What the exercise asks:
Answer each question from the text on the TRC below, one answer a line.
(a) What did the BBC state the mandate of the TRC was?
(b) What did Botha call the TRC?
(c) What plans were shelved in the face of the political leadership's timidity about calling for cancellation of the apartheid-incurred debt?

━━━━━ Document text

The recent critic Campbell was not the only one who saw the purpose and results of TRC in negative terms. There were others which Wikipedia has listed. The BBC itself observed that the mandate of the TRC was to “uncover the truth about past abuse, using amnesty as a mechanism, rather than to punish past crimes.” So, the TRC was no more than what Botha called a “Circus,” not for the reasons he thought, but for reasons of its appearance and content. The success of the “TRC Method” versus “Nuremberg Method” of procedure is open to debate, as Wikilpedia observed.

Hijacking of Reconciliation by the West.

As Campbell says, “If the Black people and the oppressed majority were willing to turn a corner, international capital was not. Plans for the Reconstruction and transformation of South Africa were shelved in the face of the timidity of the political leadership in calling for the cancellation of the apartheid incurred debt. The repercussions of managing the neo-liberal programme of international capital cut off the top leadership of the ANC from the rank and file. Questions of the social reconstruction after apartheid had to be shelved until new emancipatory formations arise in South Africa.

“International capital took the lessons of South Africa to heart and sought to promote a neo-liberal agenda where a small minority collaborated with international capital in the new template for the exploitation of the majority. This form of class rule came to be understood as the globalization of apartheid without its racial baggage.”

━━━━━━━━━━
━━━━━ Listed entries

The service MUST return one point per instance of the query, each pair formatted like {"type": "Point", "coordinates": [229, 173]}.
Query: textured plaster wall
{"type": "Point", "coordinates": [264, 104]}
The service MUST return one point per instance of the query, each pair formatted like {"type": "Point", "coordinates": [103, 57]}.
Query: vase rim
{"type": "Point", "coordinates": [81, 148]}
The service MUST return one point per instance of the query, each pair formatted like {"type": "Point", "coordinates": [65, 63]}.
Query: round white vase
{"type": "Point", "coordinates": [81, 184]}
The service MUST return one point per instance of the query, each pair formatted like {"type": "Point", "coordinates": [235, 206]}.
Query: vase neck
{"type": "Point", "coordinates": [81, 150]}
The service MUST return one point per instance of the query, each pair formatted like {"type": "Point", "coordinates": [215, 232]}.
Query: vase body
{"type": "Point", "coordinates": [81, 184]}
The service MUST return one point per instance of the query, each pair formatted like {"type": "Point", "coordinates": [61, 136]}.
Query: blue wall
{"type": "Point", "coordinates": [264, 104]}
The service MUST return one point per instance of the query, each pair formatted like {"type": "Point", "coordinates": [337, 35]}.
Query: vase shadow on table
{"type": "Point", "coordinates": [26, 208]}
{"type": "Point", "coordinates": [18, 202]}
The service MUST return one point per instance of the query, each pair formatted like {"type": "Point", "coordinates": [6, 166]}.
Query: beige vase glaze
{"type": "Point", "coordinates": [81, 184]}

━━━━━━━━━━

Final answer:
(a) To uncover the truth about past abuse, using amnesty as a mechanism, rather than to punish past crimes.
(b) A "Circus."
(c) Plans for the Reconstruction and transformation of South Africa.